[THE TASK]
The answer is to contain only the line containing "hey could u mark every instance of the hazy" and the lines after it through the last one, each reproduced exactly as it appears below.

Records drawn from a dataset:
────
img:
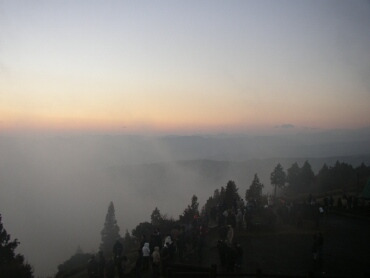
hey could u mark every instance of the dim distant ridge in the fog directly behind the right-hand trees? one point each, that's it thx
(213, 174)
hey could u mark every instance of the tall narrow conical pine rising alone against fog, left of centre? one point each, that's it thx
(110, 232)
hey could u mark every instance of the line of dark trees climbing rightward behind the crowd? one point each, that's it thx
(294, 180)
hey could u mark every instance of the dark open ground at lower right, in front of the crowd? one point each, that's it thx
(345, 253)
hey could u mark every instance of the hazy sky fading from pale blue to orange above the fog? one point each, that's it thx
(183, 66)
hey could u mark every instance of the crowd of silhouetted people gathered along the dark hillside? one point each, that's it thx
(156, 252)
────
[EXERCISE RESPONSE]
hey could u mark every instance of the hazy sky fading from pale blue to orange above the fog? one point each, that's it thx
(183, 66)
hey could u mark every instance of the crowd of silhouetted people gathered along the dark hillside? one point each, that's it thx
(156, 252)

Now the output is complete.